▶ EXTRACT PROVIDED
[start]
More than two months after President Lai Ching-te took office, the international environment has changed dramatically and Taiwan’s governance strategies are in flux. China seeks to assert its sovereignty over Taiwan and is taking steps in that direction. Meanwhile on the island, the president is seeing some improvements in his local support, but new demands have been raised over Mr. Lai’s performance in domestic affairs. A need to supplement and amend his original “Plan A” is emerging.

A poll released by Taiwan’s my-formosa.com news site on July 29 showed that 55.2 percent of Taiwan’s people expressed trust in Lai Ching-te, an increase of 1.5 percentage points from the previous month, while 32 percent expressed distrust, a decrease of 4.3 percentage points from the previous month. Regarding satisfaction with the ruling government, 52 percent said they were satisfied, an increase of 4.4 percentage points, while 30.1 percent were dissatisfied, a plunge of 4.6 percentage points from last month.

It should be noted that my-formosa.com is Taiwan’s pro-government media outlet, and results should be taken with a grain of salt. Regardless of the slight progress, the Lai administration still faces three challenges since taking office: dealing with cross-Strait relations; consolidating the democratic system (specifically, managing relations with the opposition party); and enhancing freedom of the press.

Two-in-one approach to relations with the mainland

President Lai’s approach to cross-Strait relations relies on both soft and hard tactics.

An example of the softer approach occurred on February 14, 2024, when a fishing boat from China’s Fujian province refused to be inspected by the Taiwan Marine Police in the restricted area of Taiwan’s Kinmen Islands, only 10 kilometers offshore of China. As a result, the vessel capsized, killing two people. In response to the incident, representatives from both sides of the Taiwan Strait signed four consensus agreements in Kinmen on July 30. According to the mutually agreed steps, the Taiwanese side returned the remains of the bodies, seized the fishing boat and gave the families of the deceased fishermen 1.5 million renminbi ($211,345) each in consolation.
[end]
Could you carry on the article about President Lai Ching-te's first months in office from the point where it stops? The rows after this text aren't needed for anything here.

▶ RAW DATA
[start]
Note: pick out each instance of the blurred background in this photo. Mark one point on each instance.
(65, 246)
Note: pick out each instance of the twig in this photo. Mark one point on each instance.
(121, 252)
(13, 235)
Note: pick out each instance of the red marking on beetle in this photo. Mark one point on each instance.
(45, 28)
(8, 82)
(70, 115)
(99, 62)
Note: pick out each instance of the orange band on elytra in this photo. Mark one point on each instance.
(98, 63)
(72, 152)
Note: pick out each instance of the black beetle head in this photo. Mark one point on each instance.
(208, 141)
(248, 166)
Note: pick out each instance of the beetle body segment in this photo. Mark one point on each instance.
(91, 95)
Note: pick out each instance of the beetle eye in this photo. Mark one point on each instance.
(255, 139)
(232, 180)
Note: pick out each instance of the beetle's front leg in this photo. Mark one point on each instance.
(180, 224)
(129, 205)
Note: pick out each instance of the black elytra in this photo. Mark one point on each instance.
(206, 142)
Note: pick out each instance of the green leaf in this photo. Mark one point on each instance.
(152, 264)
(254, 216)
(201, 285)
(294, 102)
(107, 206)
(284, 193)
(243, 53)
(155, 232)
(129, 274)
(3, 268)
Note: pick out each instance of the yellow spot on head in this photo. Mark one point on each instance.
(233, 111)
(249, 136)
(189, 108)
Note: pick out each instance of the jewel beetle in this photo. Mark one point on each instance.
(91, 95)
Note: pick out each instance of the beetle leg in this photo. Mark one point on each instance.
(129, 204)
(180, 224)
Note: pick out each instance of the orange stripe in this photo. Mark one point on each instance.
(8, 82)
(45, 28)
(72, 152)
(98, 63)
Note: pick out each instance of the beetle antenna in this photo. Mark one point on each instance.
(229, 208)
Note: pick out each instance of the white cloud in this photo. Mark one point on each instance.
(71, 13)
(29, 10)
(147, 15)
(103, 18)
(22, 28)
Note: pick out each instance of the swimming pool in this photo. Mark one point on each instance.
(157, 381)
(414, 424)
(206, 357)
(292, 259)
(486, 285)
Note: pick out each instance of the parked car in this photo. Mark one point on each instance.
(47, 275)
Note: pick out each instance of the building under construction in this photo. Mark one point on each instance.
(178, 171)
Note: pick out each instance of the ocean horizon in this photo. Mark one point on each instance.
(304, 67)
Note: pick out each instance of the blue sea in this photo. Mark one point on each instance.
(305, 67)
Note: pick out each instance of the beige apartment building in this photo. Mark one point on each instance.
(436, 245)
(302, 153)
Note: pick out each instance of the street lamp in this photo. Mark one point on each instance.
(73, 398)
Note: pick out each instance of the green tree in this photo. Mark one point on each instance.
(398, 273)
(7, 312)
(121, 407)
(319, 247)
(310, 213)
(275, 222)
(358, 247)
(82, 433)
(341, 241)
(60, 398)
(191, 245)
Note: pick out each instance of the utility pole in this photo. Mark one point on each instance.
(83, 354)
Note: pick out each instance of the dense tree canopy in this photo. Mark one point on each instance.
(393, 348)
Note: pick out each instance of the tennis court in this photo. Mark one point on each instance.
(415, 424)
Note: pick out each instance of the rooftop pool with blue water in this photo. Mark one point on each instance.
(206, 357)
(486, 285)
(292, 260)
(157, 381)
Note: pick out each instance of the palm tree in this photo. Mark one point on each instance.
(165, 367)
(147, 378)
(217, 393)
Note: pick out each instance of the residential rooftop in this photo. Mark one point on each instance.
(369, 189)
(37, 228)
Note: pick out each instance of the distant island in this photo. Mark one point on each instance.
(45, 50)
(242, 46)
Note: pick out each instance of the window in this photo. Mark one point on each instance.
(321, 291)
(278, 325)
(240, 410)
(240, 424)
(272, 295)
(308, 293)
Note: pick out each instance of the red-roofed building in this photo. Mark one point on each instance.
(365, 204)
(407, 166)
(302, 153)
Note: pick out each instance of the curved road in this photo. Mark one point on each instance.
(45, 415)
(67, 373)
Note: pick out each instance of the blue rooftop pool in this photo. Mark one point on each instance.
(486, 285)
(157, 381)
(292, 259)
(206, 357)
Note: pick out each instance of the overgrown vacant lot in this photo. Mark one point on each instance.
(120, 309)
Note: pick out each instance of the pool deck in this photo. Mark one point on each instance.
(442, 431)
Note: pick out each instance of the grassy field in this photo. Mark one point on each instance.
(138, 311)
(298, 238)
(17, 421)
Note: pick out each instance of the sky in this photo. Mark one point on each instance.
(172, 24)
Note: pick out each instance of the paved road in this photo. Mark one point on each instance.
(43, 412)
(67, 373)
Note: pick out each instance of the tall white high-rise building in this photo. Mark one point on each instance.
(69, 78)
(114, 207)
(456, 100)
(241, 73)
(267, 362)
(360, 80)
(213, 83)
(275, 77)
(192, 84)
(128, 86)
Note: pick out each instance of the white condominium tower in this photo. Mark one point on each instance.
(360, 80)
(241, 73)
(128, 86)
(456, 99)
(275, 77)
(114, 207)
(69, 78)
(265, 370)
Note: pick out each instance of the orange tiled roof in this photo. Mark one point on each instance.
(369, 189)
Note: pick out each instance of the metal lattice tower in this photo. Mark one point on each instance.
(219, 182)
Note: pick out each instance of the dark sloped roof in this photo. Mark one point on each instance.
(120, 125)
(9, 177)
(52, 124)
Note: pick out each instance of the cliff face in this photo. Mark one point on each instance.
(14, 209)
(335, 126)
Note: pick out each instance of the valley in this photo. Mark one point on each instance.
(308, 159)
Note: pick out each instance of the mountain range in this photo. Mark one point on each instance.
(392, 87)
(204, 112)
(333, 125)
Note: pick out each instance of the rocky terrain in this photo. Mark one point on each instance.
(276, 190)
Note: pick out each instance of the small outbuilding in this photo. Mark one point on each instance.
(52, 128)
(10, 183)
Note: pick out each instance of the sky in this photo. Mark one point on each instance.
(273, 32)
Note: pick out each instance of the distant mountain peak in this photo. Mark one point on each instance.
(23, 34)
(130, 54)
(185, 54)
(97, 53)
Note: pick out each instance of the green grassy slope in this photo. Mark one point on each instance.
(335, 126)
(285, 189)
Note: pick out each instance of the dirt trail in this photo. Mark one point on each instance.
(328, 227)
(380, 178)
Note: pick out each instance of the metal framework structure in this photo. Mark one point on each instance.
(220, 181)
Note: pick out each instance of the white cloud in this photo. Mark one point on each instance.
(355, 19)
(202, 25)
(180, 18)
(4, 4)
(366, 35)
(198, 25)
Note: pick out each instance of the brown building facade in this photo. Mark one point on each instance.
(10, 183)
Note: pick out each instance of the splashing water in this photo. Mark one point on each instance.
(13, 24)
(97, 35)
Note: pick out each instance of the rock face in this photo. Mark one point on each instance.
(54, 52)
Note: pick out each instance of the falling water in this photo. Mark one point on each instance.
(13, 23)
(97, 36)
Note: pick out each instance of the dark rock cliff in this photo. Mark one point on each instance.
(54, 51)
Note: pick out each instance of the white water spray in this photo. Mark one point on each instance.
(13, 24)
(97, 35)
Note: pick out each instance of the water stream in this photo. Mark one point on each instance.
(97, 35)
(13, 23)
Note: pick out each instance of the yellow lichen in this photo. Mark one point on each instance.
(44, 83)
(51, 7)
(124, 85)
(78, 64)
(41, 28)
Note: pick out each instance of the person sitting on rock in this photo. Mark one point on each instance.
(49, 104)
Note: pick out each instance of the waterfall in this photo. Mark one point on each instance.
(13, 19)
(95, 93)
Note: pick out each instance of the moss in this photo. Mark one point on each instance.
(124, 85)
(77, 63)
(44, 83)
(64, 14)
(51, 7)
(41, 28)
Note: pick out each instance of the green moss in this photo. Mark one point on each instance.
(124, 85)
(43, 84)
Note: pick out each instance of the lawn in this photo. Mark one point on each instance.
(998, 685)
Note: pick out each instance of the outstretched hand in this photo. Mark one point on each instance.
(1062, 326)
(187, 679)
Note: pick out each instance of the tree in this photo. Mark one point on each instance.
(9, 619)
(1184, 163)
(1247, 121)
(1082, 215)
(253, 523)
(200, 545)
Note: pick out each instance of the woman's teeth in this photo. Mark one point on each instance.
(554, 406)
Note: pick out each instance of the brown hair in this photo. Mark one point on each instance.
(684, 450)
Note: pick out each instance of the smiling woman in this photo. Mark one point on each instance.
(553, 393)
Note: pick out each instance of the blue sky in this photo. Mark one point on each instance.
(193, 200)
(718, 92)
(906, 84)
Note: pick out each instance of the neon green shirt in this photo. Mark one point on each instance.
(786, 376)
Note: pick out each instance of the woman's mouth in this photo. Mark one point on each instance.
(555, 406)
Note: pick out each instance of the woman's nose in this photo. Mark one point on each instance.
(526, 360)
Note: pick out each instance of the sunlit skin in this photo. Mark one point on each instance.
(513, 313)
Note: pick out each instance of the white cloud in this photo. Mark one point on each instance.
[end]
▶ THE OUTPUT
Additionally, the director of the Taiwan Marine Patrol apologized for failing to document the enforcement process with video evidence. Although the mainland side reiterated that the case was a “vicious collision of vessels” even after the incident had come to an end, in reality, in part thanks to Mr. Lai’s considered approach, the two sides did not cause any further conflict over the incident.

Mr. Lai seems to be a much calmer character than former President Chen, although he does not yet demonstrate the elegance of Tsai Ing-wen.

Lai Ching-te’s hard approach, however, is reflected in the recent resolution of the annual summit of Taiwan’s Inter-Parliamentary Coalition on China Policy. The resolution concluded that United Nations General Assembly Resolution 2758 did not define and determine Taiwan’s political status nor assert mainland China’s sovereignty over Taiwan. It concluded that China had misinterpreted Resolution 2758. This statement is in line with Mr. Lai’s claim that the two sides of the Strait are “mutually unaffiliated” and cooperate on a “state-to-state” basis.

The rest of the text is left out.